DIRECTIONS FOR THIS TASK =
In the text on Northern resistance to school desegregation below, condense the paragraph beginning "Whites in Chicago, New York, Boston, and Detroit" into a bulleted list that keeps its main facts.

Whites in Chicago, New York, Boston, and Detroit responded with violence to the mere notion of integration. Northern Whites pleaded that court-ordered desegregation infringed upon their rights. Rather than integrate schools, they sought different options, all of which weakened the traditional public school system. Whites fled to the suburbs, leaving behind cities depleted of investment and a tax base. Building on a long national history of racial redlining and discriminatory loan practices since the early 1900s, legal and extralegal barriers ensured that suburban enclaves remained White. Whites also claimed to be paying more taxes than Black families and families of color and therefore entitled to better schooling, even if unequal. When busing remedies were proposed to rectify ongoing segregation, Whites across the North actively demonstrated against it. In the most “liberal” of American spaces, like Chicago and Boston, Whites practiced the same modes of resistance as they did in Dixie to avoid integration.
White parents in
the North made it clear that they were not opposed to sending their kids to schools with Black or Brown children, per se. Northerners had witnessed a decade of civil rights struggle in the South, where children were harassed, protesters and activists killed, and the US military called in to escort Black students to White schools. Northerners were not like that.

INFORMATION PROVIDED =
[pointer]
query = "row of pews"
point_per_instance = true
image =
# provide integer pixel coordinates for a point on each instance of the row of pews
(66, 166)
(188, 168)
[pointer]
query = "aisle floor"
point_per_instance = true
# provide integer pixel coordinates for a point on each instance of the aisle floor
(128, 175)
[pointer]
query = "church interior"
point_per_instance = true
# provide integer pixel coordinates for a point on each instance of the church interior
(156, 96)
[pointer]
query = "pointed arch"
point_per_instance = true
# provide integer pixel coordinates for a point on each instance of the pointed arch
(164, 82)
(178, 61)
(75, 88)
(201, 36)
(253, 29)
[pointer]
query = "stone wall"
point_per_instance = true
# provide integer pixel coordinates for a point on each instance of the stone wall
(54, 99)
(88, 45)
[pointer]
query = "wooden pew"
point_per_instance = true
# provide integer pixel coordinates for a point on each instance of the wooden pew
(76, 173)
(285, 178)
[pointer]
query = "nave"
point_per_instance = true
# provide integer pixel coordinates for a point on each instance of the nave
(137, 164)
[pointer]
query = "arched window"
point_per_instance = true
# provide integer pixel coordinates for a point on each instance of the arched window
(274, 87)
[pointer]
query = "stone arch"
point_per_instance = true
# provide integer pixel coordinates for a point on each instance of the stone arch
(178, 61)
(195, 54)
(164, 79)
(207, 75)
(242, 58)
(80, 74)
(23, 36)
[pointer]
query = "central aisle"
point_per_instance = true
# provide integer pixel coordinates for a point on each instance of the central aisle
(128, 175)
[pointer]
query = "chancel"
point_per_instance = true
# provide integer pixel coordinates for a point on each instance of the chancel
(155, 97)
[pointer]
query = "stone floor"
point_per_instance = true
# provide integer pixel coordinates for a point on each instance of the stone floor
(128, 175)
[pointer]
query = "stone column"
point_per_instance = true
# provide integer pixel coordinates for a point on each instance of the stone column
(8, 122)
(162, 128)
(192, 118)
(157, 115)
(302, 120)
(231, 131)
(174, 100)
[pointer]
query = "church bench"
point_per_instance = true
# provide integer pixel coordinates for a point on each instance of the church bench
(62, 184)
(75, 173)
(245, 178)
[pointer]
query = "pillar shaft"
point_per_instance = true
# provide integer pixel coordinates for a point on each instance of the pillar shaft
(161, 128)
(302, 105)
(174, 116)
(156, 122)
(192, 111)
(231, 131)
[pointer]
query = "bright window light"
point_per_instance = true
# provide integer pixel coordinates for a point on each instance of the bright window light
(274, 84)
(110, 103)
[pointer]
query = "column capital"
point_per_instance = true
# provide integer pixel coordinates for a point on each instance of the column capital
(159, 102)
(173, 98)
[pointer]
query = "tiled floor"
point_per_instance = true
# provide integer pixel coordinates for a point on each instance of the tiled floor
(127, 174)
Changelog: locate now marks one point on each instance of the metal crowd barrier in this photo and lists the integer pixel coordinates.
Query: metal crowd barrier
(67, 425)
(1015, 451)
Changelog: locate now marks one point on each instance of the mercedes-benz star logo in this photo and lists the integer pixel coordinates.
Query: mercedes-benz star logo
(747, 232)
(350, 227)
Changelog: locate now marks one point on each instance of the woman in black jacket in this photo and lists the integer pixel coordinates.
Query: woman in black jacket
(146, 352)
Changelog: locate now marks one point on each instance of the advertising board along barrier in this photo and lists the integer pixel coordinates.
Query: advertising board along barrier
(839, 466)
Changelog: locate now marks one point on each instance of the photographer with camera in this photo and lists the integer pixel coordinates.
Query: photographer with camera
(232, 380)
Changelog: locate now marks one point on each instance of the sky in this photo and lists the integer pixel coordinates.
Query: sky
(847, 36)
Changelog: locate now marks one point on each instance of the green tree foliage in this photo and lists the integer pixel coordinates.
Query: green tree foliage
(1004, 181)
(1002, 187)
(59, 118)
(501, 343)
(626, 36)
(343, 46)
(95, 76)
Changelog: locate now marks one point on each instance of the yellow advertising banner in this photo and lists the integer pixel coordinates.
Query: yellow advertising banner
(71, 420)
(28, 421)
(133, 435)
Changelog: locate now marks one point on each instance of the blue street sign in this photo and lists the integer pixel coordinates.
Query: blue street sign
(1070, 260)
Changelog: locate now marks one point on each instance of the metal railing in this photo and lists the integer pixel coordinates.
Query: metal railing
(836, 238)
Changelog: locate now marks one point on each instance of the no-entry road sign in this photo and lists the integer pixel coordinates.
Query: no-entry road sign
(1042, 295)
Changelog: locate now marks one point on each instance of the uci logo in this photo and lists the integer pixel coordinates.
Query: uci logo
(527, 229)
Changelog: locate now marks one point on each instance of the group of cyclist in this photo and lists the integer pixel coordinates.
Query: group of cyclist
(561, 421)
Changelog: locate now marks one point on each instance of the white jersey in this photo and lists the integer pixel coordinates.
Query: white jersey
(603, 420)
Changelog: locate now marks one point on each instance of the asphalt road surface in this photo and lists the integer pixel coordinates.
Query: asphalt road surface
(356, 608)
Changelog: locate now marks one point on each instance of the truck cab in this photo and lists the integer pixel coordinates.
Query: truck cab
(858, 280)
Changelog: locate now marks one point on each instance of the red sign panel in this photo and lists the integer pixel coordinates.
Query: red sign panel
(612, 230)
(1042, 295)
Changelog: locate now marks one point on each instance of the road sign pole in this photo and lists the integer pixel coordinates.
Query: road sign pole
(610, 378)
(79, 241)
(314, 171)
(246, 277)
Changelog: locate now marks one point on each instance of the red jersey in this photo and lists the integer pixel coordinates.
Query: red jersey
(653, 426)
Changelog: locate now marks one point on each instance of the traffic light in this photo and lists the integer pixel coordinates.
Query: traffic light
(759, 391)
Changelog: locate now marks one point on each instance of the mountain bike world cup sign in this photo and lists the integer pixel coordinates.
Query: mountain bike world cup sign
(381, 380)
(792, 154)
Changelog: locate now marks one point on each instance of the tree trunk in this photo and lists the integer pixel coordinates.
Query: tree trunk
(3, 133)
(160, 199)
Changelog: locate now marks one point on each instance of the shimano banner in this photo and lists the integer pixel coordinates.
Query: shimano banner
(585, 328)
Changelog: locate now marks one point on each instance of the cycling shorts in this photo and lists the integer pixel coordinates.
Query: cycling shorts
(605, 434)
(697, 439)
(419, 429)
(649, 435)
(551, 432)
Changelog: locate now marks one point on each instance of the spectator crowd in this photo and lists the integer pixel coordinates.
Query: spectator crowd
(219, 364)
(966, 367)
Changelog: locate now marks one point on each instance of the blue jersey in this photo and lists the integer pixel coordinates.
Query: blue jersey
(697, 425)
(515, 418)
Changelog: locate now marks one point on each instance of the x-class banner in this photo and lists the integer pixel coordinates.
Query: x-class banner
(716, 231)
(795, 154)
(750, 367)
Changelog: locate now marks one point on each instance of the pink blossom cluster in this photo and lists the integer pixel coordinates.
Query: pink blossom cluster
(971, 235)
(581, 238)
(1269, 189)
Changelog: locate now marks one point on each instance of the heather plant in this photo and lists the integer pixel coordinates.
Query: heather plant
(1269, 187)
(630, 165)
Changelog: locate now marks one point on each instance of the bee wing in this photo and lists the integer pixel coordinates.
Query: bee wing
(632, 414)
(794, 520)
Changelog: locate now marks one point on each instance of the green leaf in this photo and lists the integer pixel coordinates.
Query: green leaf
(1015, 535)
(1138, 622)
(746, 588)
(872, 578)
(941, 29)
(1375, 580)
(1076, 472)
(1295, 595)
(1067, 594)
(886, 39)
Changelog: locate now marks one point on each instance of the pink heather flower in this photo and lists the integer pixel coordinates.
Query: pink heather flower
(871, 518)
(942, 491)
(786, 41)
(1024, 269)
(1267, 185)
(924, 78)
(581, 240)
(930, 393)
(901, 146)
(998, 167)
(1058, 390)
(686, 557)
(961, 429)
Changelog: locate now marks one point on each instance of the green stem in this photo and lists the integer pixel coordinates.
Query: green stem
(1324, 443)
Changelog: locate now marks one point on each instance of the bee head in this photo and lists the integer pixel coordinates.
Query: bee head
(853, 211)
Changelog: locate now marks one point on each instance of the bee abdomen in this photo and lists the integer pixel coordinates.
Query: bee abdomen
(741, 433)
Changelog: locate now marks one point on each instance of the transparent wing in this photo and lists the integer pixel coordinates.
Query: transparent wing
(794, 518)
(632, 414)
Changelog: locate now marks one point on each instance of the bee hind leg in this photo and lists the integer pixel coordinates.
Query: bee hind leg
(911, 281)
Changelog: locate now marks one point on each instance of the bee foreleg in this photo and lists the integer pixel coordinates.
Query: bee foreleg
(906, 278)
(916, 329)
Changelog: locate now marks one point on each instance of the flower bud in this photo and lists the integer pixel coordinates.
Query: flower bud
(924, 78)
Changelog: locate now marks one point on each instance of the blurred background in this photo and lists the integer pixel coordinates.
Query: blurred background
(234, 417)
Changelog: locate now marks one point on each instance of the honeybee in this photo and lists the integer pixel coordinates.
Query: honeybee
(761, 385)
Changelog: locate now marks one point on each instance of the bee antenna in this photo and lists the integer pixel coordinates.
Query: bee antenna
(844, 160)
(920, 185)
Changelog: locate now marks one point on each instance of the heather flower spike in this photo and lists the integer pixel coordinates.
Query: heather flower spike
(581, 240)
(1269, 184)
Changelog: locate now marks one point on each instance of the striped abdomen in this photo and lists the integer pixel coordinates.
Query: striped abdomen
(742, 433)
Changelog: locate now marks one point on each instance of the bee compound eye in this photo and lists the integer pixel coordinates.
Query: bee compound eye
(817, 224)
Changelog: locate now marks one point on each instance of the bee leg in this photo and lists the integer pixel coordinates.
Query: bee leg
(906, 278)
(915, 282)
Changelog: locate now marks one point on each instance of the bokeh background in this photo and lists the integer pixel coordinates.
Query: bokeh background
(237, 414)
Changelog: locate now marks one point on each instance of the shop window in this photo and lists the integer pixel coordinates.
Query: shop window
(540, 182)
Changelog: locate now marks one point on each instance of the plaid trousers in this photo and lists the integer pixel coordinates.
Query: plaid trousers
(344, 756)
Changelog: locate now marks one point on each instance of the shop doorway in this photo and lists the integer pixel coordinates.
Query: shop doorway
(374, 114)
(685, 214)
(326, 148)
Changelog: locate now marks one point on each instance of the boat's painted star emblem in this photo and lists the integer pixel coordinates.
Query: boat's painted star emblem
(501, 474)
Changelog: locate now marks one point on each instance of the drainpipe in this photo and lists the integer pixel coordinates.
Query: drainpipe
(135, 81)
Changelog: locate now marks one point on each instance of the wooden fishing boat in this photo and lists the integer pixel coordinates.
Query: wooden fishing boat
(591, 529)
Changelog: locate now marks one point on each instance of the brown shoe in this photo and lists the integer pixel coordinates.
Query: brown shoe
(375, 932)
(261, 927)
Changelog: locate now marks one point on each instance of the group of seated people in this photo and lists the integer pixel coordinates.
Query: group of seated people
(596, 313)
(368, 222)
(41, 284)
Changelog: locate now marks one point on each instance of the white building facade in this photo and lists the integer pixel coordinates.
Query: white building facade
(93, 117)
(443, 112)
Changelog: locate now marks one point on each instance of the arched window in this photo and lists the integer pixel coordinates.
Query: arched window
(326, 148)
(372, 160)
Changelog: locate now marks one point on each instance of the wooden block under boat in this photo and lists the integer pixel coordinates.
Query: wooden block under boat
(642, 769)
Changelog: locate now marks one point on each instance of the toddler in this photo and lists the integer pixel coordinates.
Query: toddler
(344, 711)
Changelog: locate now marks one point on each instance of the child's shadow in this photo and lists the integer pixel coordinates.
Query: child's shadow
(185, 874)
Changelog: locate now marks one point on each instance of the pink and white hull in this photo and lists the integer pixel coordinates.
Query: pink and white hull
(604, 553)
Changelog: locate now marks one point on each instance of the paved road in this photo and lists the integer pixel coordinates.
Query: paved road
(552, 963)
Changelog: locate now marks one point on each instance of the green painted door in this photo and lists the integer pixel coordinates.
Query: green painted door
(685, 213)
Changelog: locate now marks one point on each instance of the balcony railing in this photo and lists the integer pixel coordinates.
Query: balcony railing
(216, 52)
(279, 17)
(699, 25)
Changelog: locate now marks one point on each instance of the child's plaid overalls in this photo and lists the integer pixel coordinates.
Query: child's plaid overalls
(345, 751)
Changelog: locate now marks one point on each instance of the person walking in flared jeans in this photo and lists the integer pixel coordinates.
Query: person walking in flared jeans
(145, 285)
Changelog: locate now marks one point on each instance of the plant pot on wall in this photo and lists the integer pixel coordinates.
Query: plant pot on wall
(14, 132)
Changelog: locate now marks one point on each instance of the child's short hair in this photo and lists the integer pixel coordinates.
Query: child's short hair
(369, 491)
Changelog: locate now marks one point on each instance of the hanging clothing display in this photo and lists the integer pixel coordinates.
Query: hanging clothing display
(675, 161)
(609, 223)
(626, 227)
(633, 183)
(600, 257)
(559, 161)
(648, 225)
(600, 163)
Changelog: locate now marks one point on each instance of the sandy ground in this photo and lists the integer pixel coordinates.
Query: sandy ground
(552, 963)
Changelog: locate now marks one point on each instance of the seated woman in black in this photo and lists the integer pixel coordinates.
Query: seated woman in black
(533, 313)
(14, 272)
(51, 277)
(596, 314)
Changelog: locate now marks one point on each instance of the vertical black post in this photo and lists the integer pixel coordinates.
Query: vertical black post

TASK RESPONSE =
- Whites in Chicago, New York, Boston, and Detroit responded violently to the idea of integration.
- Northern Whites argued that court-ordered desegregation infringed on their rights.
- Instead of integrating schools, they pursued other options, all of which weakened traditional public schools.
- Whites moved to the suburbs, leaving cities without investment or a tax base.
- Legal and extralegal barriers kept suburbs White. These barriers built on a national history of racial redlining and discriminatory lending dating from the early 1900s.
- Whites claimed they paid more taxes than Black families and families of color, and so deserved better schooling, even if it was unequal.
- When busing was proposed to address ongoing segregation, Whites across the North demonstrated against it.
- Even in "liberal" places like Chicago and Boston, Whites used the same forms of resistance to integration as Whites in the South.